BEGIN

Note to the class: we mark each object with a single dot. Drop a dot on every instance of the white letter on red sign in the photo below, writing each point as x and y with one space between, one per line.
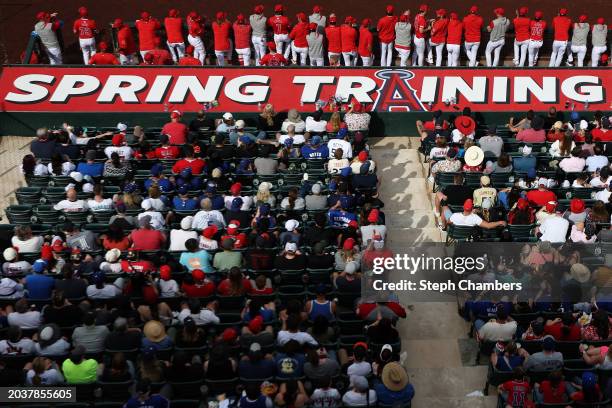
525 86
312 86
27 83
346 90
252 94
191 84
592 93
124 86
66 88
477 93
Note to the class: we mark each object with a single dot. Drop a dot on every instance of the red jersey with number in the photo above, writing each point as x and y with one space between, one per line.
103 58
561 26
279 24
273 60
242 36
174 29
420 23
386 28
517 392
147 33
439 29
334 39
84 28
348 37
536 30
221 33
472 24
125 40
454 32
521 28
365 42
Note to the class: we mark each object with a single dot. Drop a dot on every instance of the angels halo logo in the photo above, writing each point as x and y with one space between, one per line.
396 94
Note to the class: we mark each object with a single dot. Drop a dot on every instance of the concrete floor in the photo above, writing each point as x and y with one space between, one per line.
439 353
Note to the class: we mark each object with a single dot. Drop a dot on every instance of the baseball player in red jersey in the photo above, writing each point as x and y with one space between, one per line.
366 41
86 29
472 24
348 36
521 36
439 30
103 57
188 59
561 26
221 33
299 44
453 40
259 25
147 28
195 28
281 27
421 30
386 35
273 58
497 37
242 40
536 36
125 43
334 38
174 33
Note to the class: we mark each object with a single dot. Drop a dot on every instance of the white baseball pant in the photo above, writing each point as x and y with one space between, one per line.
418 56
556 56
453 51
283 44
520 52
439 47
471 49
199 51
386 54
259 44
177 50
494 47
88 48
534 49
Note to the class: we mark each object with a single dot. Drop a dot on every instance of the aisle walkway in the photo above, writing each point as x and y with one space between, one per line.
433 335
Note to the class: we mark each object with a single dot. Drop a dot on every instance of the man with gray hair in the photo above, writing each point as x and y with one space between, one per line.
207 216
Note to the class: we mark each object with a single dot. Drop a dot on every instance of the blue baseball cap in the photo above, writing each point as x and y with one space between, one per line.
157 169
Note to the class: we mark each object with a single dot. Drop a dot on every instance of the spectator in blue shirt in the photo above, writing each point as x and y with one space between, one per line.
395 387
90 167
38 285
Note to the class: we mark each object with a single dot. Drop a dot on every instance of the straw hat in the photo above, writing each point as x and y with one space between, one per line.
154 331
394 377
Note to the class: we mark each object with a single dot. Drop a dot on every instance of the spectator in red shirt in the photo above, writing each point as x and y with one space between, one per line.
145 238
272 58
188 59
102 57
174 33
386 35
365 42
221 32
175 129
199 287
197 165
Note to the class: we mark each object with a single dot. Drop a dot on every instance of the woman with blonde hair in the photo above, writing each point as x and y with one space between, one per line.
334 123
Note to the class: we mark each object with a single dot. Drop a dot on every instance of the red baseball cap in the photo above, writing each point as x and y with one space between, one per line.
118 139
165 272
468 205
198 275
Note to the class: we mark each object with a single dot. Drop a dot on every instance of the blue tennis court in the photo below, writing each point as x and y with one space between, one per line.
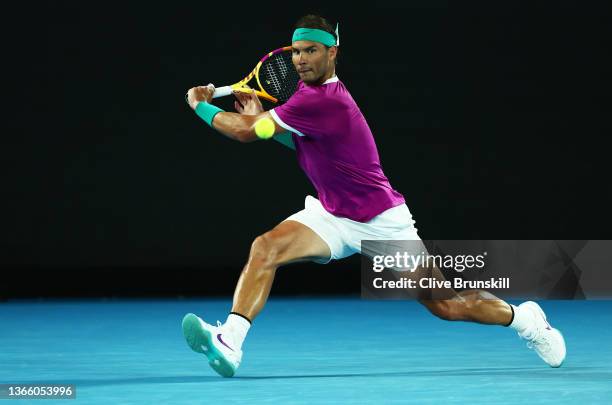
301 351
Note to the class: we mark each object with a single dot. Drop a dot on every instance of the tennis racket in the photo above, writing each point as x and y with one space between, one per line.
275 76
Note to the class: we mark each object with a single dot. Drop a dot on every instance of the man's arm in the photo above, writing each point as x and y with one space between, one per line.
240 127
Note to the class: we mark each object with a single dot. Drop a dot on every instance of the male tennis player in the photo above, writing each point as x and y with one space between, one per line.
336 149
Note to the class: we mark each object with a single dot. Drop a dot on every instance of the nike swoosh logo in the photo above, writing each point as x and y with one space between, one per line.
220 339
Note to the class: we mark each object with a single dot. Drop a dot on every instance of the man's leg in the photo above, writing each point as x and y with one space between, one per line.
471 305
479 306
288 242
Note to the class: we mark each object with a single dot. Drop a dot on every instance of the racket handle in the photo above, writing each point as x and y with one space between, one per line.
222 91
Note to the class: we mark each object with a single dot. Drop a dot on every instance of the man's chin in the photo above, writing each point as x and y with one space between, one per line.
309 79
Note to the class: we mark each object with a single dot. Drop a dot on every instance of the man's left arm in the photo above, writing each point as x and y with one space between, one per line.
236 126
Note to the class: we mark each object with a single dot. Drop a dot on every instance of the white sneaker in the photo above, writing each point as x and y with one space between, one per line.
547 341
214 342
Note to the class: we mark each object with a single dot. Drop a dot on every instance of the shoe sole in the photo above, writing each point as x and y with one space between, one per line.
554 330
201 341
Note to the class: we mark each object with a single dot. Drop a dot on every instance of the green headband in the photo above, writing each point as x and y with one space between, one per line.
315 35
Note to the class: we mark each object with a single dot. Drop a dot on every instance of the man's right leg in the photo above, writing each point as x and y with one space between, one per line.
480 306
289 242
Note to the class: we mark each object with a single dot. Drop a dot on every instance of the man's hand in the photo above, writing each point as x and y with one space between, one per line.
247 103
200 93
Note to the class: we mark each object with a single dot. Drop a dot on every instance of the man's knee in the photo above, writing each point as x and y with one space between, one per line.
448 310
265 249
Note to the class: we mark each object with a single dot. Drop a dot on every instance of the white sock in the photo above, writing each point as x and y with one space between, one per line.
239 327
523 320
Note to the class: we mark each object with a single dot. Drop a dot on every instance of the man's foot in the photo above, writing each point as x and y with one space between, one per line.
547 341
213 342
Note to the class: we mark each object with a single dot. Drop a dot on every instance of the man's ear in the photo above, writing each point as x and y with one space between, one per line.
333 51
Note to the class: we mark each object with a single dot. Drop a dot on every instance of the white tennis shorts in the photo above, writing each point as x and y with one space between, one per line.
344 236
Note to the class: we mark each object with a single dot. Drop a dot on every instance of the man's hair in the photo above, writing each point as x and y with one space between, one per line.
317 22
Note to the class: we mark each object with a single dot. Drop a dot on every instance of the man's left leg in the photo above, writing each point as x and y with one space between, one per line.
480 306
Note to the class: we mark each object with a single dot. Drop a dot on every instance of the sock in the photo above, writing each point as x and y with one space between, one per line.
239 326
523 320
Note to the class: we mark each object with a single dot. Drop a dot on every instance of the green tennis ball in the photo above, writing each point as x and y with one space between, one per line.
264 128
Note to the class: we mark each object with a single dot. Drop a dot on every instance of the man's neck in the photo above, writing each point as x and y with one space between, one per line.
324 78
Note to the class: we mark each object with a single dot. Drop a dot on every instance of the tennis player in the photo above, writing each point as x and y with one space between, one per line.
336 150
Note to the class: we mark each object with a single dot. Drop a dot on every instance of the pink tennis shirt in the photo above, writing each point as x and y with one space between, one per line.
336 150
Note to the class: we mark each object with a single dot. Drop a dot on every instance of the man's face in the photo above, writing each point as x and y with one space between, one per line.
312 60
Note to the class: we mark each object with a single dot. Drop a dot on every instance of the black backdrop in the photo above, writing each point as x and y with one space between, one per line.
491 119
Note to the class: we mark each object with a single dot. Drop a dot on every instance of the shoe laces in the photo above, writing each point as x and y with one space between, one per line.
539 341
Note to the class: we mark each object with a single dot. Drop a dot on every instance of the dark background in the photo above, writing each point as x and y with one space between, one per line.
491 119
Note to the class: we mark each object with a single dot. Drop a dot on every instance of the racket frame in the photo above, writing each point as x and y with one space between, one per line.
241 85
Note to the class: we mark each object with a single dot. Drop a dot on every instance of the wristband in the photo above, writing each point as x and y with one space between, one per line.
207 111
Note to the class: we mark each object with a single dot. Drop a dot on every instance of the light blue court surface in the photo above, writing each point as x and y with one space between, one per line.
301 351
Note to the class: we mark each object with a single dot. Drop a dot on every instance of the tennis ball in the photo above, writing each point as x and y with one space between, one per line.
264 128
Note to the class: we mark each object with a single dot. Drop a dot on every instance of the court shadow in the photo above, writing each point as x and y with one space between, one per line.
575 373
590 373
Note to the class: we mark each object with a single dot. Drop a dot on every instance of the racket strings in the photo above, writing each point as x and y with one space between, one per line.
278 76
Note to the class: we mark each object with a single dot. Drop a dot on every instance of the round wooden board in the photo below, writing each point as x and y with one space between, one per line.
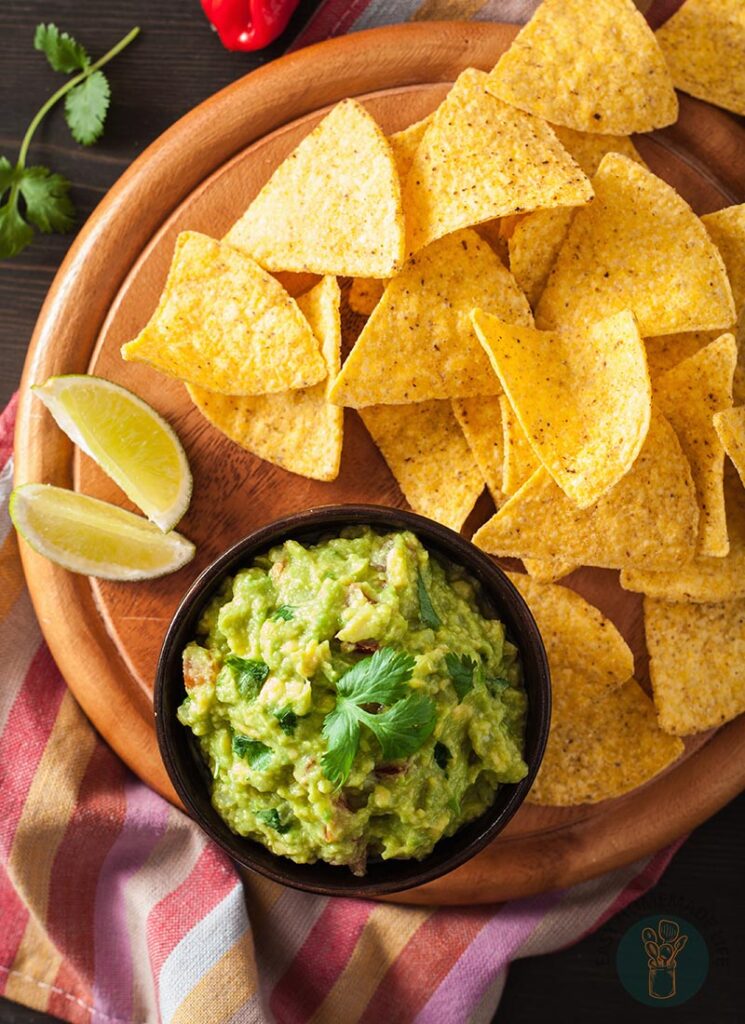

END

- **REQUIREMENT**
List each line of the records above that includes the word "sock", matching case exactly.

- **ANSWER FOR THIS EXERCISE**
Note to the class: we mark each object with a single dot. Drop a dot on every instance of the white sock in the photo above, writing each point as x and y with one space between, one per line.
Note to the class: we mark each object with a single dot. Drop a dot on every instance of the sock in the photo above, writing each point as x and y with one space between, one per line.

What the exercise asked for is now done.